Set out exactly every line of the entries below, starting at the line that holds "Where can the red" and stopping after the line that holds "Where can the white".

━━━ Source material

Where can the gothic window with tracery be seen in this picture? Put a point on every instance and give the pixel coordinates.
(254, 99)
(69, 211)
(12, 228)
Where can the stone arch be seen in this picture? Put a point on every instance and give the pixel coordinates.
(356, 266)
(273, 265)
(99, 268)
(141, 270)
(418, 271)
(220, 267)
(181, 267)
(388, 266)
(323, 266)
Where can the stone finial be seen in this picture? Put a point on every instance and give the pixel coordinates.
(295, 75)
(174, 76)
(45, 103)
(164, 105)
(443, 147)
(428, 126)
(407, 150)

━━━━━━
━━━ Source material

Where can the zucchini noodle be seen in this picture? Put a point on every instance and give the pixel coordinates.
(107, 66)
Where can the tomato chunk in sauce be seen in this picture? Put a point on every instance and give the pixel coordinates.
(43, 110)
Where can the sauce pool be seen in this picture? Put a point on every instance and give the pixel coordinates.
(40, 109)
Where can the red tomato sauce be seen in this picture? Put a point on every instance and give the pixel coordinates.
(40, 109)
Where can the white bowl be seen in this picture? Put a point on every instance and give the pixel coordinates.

━━━━━━

* _Answer below_:
Where can the red tomato sauce be seen in this picture? Put a point on every instance and give the pixel coordinates.
(40, 109)
Where can the white bowl be seen in this picture? Put a point on every instance and give the pixel coordinates.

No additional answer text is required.